↓

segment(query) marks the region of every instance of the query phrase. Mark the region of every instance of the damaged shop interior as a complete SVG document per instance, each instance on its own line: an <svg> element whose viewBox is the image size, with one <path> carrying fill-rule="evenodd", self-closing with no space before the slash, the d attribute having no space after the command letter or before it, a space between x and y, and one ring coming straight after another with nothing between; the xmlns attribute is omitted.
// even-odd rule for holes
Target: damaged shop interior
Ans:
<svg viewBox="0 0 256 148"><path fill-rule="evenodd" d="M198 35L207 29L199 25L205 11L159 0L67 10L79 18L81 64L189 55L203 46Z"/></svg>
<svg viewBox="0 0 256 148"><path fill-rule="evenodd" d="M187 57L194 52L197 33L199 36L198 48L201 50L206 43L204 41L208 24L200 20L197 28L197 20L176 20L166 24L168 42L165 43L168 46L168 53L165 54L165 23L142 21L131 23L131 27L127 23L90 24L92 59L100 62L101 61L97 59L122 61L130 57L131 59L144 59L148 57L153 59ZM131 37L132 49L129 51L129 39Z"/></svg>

↑

__WRITTEN EXERCISE__: Rewrite the entries with "damaged shop interior" changed to "ruined store interior" wherever it occurs, keeping everything else the same.

__THE ANSWER__:
segment(query) marks the region of every instance of the query phrase. Mark the region of every instance of the ruined store interior as a complete SVG document per instance, each instance on its own line: an <svg> element whose viewBox is the image size, with one <path> carrying fill-rule="evenodd", self-closing with no space before the slash, the d attribute having no space after the command letter or before it, a space between x and y, and one ring coming straight after another with nothing between; the xmlns attribute is omitted.
// even-odd rule for holes
Target: ruined store interior
Ans:
<svg viewBox="0 0 256 148"><path fill-rule="evenodd" d="M198 35L207 29L199 25L205 11L159 0L67 10L79 18L81 64L189 55L203 46Z"/></svg>
<svg viewBox="0 0 256 148"><path fill-rule="evenodd" d="M187 57L194 52L197 33L199 36L198 48L201 50L206 43L204 41L208 24L200 20L197 28L197 20L176 20L166 24L168 42L165 43L168 46L168 53L165 54L165 23L142 21L131 23L131 27L127 23L90 24L92 59L100 62L101 61L97 59L122 61L130 57L131 59L144 59L148 57L153 59ZM131 37L132 49L129 51L129 39Z"/></svg>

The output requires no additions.